*** RECORDS FOR THIS EXERCISE Section Begins ***
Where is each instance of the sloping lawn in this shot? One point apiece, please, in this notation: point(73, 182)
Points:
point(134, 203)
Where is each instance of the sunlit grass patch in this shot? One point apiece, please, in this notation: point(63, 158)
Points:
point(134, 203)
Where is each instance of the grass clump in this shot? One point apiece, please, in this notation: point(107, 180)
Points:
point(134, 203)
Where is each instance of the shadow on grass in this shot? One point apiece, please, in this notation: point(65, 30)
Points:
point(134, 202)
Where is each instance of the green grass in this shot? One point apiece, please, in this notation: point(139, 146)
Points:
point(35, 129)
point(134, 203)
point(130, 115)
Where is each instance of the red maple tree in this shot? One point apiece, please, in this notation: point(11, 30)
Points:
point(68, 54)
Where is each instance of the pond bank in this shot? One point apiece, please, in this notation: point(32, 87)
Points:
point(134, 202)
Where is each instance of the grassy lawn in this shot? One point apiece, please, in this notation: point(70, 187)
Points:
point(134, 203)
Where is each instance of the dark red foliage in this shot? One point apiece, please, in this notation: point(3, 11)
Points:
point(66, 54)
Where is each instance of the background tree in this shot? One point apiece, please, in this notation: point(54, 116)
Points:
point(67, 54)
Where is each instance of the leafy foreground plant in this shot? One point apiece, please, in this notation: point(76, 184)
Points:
*** RECORDS FOR THIS EXERCISE Section Ends ***
*** RECORDS FOR THIS EXERCISE Section Begins ***
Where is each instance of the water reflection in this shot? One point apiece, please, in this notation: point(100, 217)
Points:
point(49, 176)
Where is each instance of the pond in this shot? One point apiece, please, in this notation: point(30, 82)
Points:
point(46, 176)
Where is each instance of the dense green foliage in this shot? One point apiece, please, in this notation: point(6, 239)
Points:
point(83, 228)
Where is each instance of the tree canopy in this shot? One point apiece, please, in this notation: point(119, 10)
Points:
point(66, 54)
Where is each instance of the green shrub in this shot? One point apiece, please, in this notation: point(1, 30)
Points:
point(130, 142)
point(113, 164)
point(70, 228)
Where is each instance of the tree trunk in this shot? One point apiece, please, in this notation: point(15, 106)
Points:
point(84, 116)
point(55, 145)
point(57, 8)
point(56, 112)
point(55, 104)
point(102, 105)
*** RECORDS FOR THIS EXERCISE Section Ends ***
*** RECORDS FOR THIS EXERCISE Section Begins ***
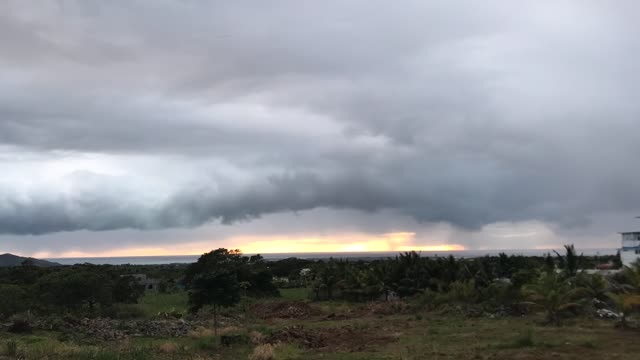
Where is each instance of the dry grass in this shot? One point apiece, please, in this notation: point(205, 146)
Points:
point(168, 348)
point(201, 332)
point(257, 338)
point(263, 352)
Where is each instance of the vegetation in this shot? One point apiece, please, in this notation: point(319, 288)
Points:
*** RECORDS FOR THIS EXERCISE Section Ends ***
§ ASSIGNMENT: In the lines above, find the word "green" and copy each line that contains it.

§ SOLUTION:
Where is each instance of the green grass in this shot? One point apiece, please, in this notation: point(139, 146)
Where is each instance of the dense green foliage in this shot? One point apiece, please, in this notation: point(6, 239)
Where is each instance of the green shrub in this shot? One point apiece, please, in this notation: point(1, 30)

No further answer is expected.